■ Written task: Starting with the line containing "Note: for this drill, mark the rescue" and going on through the end of the entries, rewrite every line with the notes included. Rescale each x and y coordinate by multiplying it by 1.65 and rounding to the nearest whole number, with halves rounded up.

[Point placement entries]
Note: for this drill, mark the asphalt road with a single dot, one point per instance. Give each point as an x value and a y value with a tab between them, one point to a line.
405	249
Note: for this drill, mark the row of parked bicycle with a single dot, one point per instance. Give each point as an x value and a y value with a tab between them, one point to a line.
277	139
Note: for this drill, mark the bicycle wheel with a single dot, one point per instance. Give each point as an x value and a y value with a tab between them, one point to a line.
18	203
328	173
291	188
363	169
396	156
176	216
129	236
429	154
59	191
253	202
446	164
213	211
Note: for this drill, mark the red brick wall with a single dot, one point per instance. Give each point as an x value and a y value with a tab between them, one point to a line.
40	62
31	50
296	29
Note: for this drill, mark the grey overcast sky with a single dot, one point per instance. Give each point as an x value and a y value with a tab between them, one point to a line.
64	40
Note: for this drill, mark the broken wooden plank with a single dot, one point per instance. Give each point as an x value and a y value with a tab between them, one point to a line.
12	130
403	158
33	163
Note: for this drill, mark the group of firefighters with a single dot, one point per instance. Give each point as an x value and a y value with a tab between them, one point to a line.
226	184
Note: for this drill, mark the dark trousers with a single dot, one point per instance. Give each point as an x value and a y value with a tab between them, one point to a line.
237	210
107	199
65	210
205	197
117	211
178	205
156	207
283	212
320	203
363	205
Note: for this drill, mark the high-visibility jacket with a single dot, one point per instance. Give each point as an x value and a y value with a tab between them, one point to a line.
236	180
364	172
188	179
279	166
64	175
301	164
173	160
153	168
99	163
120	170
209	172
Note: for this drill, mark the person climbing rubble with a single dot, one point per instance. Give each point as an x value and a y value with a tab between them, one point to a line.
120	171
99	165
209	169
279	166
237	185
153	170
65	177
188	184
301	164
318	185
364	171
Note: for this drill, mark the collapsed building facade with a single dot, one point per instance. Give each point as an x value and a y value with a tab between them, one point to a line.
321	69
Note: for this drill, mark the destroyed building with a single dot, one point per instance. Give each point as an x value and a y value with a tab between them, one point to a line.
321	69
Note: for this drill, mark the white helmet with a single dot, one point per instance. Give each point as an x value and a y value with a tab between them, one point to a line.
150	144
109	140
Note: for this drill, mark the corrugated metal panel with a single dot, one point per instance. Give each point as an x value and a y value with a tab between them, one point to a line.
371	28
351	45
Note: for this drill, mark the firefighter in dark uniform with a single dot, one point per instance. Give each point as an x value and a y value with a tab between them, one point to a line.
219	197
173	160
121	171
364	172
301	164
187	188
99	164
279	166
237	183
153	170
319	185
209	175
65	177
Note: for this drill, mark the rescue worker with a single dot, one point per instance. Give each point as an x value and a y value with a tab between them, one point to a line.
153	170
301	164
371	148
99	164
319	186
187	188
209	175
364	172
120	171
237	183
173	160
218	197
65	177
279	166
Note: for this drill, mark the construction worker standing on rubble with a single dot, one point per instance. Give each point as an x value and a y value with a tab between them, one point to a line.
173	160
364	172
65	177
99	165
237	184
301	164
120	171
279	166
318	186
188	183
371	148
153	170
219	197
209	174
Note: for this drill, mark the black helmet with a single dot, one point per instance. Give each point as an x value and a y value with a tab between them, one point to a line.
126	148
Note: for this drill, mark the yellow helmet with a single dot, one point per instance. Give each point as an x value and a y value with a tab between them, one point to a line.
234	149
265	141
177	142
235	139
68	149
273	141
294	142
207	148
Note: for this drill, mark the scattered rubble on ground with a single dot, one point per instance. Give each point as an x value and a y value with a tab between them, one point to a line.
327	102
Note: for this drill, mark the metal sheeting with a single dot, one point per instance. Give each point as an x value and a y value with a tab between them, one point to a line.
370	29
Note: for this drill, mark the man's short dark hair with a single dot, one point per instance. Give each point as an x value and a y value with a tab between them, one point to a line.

■ Worked solution:
Note: for this drill, mark the rescue worker with a single dot, one point per instance. Give each point as an x value and a y value with a tab between them, one point to a line.
252	281
497	271
612	244
163	271
526	307
309	310
345	289
601	284
198	282
391	302
285	264
360	325
107	292
460	274
Note: for this drill, mark the construction worker standing on rubble with a single dot, one point per instance. Give each point as an x value and a y value with a tab between them, one point to a line.
285	264
601	284
107	292
163	272
391	304
497	271
198	282
460	274
525	307
310	302
612	244
252	281
361	325
345	287
Note: for this drill, mark the black helmet with a single dot, one point per instance. Give each point as an x value and a y value with a tab between them, one point to a line.
208	244
Note: for this drill, mark the yellow helmet with a single dot, one point per instance. Give each point as an x value and a y value with a tab between them, one point to a line.
386	246
437	233
292	234
388	229
112	246
450	233
485	234
342	244
Note: for this drill, mark the scattered rubble on ground with a single dot, one point per instance. Give each point as an x value and a y value with a tab between them, one point to a line.
540	168
Note: for this drill, mark the metal sheeting with a single dot, one point per instance. Give each point as an x value and a y value with a tab between them, one point to a line.
611	48
Note: for this drill, mark the man's short dark hair with a single dot, one point per instance. Give each point as an x value and a y value with a tab between them, one point to a line.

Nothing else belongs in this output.